ASSIGNED TASK — Across the data below, how many lines have the word "horizon" in them? Respond with the number alone.

SOURCE DATA —
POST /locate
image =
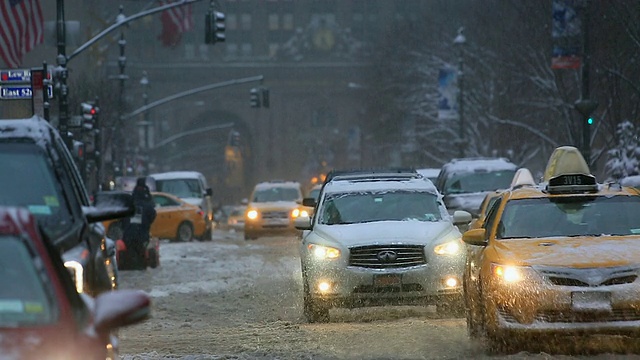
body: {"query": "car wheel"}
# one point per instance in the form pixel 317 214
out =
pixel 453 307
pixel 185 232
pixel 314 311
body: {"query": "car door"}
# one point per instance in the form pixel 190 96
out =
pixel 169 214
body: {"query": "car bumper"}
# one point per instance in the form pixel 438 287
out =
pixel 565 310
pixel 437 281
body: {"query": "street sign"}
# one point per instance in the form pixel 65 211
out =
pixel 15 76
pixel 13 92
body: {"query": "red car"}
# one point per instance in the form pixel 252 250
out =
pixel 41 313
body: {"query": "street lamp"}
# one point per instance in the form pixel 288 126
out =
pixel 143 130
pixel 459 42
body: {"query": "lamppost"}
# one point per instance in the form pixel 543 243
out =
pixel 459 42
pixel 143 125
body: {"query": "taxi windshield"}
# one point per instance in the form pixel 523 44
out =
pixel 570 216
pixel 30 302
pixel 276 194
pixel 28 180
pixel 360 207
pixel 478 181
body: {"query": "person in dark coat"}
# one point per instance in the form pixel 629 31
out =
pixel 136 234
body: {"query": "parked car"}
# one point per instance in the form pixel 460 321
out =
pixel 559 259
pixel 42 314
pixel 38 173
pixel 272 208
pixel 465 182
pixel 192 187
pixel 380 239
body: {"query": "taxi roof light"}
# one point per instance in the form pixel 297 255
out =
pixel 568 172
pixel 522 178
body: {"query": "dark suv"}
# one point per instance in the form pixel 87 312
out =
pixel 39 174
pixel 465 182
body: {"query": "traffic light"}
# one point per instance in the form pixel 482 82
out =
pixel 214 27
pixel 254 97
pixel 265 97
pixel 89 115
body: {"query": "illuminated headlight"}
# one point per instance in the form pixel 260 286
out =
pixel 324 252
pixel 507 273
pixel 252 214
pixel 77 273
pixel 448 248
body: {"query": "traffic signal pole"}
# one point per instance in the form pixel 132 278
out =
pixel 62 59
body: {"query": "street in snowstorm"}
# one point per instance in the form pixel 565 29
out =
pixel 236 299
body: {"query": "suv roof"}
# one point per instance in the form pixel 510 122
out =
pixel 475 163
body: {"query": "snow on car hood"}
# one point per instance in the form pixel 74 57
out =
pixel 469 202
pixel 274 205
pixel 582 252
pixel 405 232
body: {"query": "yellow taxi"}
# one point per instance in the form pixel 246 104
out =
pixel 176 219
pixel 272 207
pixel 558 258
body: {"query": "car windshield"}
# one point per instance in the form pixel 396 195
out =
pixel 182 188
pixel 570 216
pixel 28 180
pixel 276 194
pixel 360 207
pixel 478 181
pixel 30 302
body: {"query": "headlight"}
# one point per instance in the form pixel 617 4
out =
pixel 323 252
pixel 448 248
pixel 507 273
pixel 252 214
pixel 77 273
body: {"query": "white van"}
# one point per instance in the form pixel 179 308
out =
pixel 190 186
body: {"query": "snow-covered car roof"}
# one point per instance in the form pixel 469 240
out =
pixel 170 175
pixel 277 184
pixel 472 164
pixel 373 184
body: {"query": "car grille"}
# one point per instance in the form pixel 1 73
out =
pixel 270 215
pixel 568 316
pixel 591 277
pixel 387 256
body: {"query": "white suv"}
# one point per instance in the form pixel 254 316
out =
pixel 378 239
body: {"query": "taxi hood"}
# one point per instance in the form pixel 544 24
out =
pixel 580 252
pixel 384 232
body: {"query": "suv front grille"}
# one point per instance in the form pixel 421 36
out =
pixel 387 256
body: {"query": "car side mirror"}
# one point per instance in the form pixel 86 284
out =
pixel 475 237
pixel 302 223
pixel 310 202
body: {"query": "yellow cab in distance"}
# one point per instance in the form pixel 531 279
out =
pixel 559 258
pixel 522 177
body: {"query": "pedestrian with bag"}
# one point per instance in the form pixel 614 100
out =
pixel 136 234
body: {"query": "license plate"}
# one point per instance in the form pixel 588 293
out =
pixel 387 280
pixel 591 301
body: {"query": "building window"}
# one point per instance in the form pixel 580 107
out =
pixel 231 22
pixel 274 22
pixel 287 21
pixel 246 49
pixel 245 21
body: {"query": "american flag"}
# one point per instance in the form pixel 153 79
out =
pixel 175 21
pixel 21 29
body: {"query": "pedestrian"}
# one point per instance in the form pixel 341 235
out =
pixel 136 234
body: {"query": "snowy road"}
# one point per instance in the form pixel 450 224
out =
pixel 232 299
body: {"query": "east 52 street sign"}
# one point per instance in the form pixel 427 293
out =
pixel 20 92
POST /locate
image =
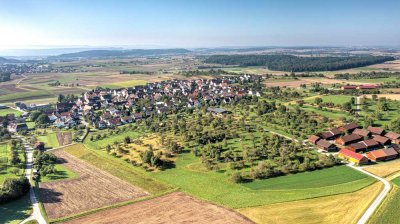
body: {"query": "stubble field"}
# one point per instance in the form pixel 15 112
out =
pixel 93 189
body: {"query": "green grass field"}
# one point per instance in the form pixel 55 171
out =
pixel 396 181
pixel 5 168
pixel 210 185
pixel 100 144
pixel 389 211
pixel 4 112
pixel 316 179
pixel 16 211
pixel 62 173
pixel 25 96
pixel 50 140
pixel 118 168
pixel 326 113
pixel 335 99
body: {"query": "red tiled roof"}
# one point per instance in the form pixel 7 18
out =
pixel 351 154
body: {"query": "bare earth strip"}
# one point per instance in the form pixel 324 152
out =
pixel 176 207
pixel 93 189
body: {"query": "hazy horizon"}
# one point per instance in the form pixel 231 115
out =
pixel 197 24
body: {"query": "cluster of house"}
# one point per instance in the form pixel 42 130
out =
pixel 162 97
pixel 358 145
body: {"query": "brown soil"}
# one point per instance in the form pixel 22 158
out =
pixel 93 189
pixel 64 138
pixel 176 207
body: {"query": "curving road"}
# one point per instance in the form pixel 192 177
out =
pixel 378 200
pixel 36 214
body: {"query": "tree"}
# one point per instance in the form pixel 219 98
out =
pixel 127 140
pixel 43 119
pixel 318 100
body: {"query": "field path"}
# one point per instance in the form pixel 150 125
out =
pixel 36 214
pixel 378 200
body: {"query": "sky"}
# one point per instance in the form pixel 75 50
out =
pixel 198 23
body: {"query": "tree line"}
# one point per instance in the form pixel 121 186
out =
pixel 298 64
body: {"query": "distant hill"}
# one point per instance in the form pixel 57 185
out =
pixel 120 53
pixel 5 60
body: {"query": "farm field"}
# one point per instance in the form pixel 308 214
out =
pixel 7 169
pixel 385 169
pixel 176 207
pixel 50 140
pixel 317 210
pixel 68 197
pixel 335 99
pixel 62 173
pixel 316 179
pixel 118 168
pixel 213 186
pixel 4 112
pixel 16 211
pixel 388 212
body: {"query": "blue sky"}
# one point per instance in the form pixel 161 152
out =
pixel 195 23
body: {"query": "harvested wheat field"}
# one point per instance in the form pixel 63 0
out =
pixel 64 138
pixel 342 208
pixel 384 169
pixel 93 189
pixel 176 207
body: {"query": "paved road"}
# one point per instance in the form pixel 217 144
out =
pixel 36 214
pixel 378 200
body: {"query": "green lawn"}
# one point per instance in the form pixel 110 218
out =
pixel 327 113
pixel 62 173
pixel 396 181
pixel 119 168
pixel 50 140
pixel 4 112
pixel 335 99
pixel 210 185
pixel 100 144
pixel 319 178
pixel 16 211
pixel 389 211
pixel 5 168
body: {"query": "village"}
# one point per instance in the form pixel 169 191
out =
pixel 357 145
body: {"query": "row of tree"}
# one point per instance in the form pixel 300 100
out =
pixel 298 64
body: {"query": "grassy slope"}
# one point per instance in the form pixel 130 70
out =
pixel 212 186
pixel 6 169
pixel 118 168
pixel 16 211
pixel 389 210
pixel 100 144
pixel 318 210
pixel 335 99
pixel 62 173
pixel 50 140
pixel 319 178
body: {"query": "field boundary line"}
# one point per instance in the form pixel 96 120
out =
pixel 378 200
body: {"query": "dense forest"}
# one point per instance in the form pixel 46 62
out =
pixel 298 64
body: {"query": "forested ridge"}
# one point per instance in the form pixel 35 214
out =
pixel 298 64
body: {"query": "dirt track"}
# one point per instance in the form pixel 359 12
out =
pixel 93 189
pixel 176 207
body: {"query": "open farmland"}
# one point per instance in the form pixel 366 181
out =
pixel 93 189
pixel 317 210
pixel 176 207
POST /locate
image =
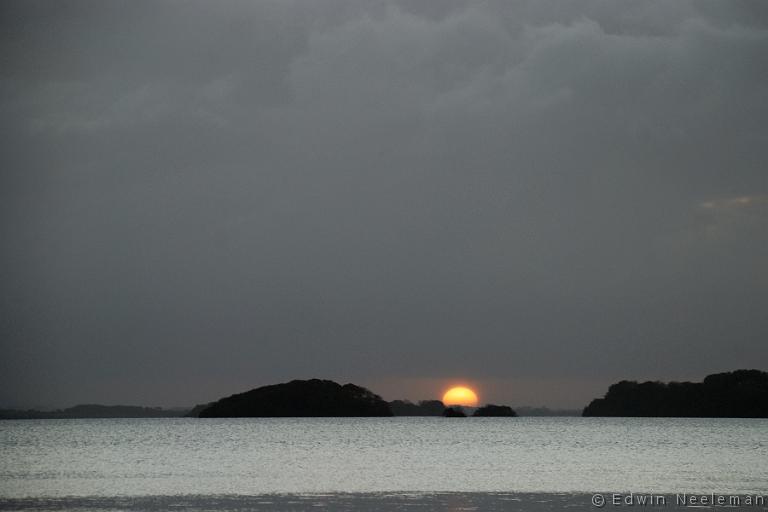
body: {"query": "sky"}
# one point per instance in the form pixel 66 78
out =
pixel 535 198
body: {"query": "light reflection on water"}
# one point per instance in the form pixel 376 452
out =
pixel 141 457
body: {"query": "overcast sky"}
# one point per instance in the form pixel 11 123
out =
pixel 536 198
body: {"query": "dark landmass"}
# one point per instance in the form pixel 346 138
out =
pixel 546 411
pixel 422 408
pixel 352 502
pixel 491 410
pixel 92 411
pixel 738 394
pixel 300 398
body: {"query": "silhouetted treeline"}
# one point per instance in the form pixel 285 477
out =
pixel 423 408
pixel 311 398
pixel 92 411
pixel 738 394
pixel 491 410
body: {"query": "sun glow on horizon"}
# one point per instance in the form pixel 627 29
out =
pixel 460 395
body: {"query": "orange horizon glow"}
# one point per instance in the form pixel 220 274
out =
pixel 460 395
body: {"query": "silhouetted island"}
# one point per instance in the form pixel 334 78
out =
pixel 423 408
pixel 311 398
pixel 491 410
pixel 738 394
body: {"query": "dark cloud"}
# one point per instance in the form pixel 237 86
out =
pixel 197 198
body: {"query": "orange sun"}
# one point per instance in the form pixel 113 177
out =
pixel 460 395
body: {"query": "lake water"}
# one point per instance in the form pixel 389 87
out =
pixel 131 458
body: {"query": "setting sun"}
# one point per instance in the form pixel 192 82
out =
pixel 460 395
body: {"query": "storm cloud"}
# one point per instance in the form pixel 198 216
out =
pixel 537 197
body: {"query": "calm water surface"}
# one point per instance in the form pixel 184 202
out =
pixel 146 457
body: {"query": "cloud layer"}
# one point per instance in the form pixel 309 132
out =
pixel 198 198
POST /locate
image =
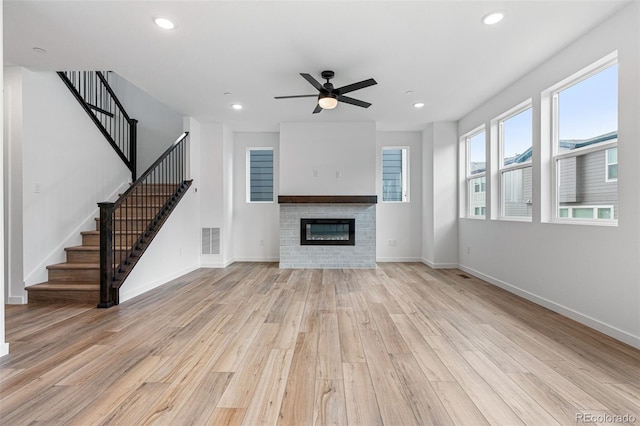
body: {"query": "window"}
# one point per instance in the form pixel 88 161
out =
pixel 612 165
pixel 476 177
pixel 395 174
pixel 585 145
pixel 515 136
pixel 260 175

WRITTEN RESPONSE — 3